STATED PROBLEM
Reproduce every one of the records below line for line, changing nothing.

* * * *

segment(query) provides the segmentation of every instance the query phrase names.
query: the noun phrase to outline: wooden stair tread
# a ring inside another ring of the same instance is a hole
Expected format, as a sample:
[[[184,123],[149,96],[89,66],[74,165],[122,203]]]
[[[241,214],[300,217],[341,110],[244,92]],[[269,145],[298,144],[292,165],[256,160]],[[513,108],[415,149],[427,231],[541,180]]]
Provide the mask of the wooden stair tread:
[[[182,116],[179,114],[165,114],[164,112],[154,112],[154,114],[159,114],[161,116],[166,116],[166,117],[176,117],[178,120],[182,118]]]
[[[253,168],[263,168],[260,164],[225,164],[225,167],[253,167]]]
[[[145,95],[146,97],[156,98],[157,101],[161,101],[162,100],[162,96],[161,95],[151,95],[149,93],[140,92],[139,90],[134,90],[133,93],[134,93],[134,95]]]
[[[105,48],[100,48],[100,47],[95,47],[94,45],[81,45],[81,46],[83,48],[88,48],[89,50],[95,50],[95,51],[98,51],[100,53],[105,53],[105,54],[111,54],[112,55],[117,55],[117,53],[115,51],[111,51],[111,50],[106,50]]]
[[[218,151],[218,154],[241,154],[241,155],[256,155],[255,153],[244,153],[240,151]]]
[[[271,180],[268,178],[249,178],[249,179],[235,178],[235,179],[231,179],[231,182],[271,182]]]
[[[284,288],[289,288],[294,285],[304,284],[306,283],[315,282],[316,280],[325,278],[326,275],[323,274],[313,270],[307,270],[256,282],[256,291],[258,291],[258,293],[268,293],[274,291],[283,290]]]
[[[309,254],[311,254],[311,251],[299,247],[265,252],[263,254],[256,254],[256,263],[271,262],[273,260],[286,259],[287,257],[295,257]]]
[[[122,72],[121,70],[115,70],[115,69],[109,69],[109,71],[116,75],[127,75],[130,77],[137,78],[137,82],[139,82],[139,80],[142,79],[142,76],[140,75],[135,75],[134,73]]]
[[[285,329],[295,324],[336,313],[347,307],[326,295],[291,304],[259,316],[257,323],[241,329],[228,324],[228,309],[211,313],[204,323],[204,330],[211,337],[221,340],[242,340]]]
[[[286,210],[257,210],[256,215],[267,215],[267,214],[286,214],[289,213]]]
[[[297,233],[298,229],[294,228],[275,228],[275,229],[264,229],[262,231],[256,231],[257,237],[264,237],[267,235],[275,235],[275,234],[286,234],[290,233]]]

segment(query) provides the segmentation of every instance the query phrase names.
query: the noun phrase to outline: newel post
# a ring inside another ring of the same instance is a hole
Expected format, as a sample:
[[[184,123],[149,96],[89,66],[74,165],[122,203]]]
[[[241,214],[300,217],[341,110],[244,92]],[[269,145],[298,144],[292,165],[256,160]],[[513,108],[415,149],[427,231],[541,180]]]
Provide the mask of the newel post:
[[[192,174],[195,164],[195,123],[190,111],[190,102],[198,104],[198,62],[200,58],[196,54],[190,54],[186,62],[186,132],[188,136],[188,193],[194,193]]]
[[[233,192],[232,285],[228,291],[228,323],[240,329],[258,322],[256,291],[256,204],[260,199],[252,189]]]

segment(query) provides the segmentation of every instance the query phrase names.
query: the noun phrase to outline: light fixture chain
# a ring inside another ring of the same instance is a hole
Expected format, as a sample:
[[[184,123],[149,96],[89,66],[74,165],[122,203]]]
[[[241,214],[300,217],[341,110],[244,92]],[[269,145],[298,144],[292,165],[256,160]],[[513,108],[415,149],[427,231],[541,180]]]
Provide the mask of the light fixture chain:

* * * *

FINAL RESULT
segment(query) provides the segmentation of every instance the query phrase names.
query: the noun phrase to outline: wooden stair tread
# a ring inside another ring of the same instance is a hole
Expected format, as a sample:
[[[184,123],[149,96],[89,66],[74,165],[122,203]]]
[[[241,214],[300,217],[341,110],[244,92]],[[269,145],[298,144],[292,165],[256,160]],[[513,108],[415,149],[427,231],[541,180]]]
Provide the mask of the wooden stair tread:
[[[182,116],[179,114],[165,114],[164,112],[154,112],[154,114],[159,114],[161,116],[166,116],[166,117],[176,117],[178,120],[182,118]]]
[[[253,168],[263,168],[260,164],[225,164],[225,167],[253,167]]]
[[[145,95],[146,97],[156,98],[157,101],[161,101],[162,100],[162,96],[161,95],[151,95],[149,93],[140,92],[139,90],[134,90],[133,93],[134,93],[134,95]]]
[[[105,48],[100,48],[100,47],[95,47],[94,45],[81,45],[81,46],[83,48],[88,48],[89,50],[95,50],[95,51],[98,51],[100,53],[105,53],[105,54],[111,54],[112,55],[117,55],[117,53],[115,51],[111,51],[111,50],[106,50]]]
[[[218,151],[218,154],[241,154],[241,155],[256,155],[255,153],[244,153],[240,151]]]
[[[271,180],[268,178],[249,178],[249,179],[235,178],[235,179],[231,179],[231,182],[271,182]]]
[[[284,288],[289,288],[294,285],[304,284],[306,283],[315,282],[316,280],[325,278],[326,275],[323,274],[313,270],[307,270],[256,282],[256,291],[258,291],[258,293],[268,293],[274,291],[283,290]]]
[[[309,254],[311,254],[311,251],[299,247],[265,252],[263,254],[256,254],[256,263],[271,262],[273,260],[286,259],[287,257],[295,257]]]
[[[122,72],[121,70],[115,70],[115,69],[109,69],[109,71],[116,75],[127,75],[130,77],[137,78],[137,82],[139,82],[139,80],[142,79],[142,76],[140,75],[135,75],[134,73]]]
[[[285,329],[295,324],[336,313],[347,307],[326,295],[291,304],[259,316],[257,323],[241,329],[228,324],[228,309],[211,313],[204,323],[204,330],[211,337],[221,340],[242,340]]]
[[[286,210],[257,210],[256,215],[267,215],[267,214],[286,214],[289,213]]]
[[[297,233],[298,229],[294,228],[275,228],[275,229],[264,229],[262,231],[256,231],[257,237],[264,237],[267,235],[275,235],[275,234],[286,234],[290,233]]]

segment(query) provides the segmentation of every instance the query phrase names.
query: the noun phrase to outline: newel post
# a ring inside another ring of the same instance is a hole
Expected format, as a sample:
[[[184,123],[149,96],[89,66],[74,165],[122,203]]]
[[[241,214],[300,217],[341,110],[244,92]],[[269,145],[298,144],[292,165],[256,160]],[[513,108],[415,149],[427,231],[541,180]]]
Provide the mask of the newel post:
[[[192,174],[195,164],[195,123],[190,111],[190,102],[198,104],[198,62],[200,58],[196,54],[190,54],[186,62],[186,132],[188,136],[188,193],[194,193]]]
[[[233,192],[232,285],[228,291],[228,323],[240,329],[258,322],[256,291],[256,204],[260,199],[252,189]]]

segment(query) provides the segmentation of every instance the query phrase names.
query: the noun phrase to outline: light fixture chain
# a ring inside another ring of the same instance is a hole
Expected format, as a sample:
[[[184,123],[149,96],[89,66],[74,165],[122,203]]]
[[[241,214],[300,217],[341,110],[244,92]],[[269,145],[298,144],[292,165],[256,160]],[[513,108],[415,149],[427,231],[541,180]]]
Provide the mask of the light fixture chain:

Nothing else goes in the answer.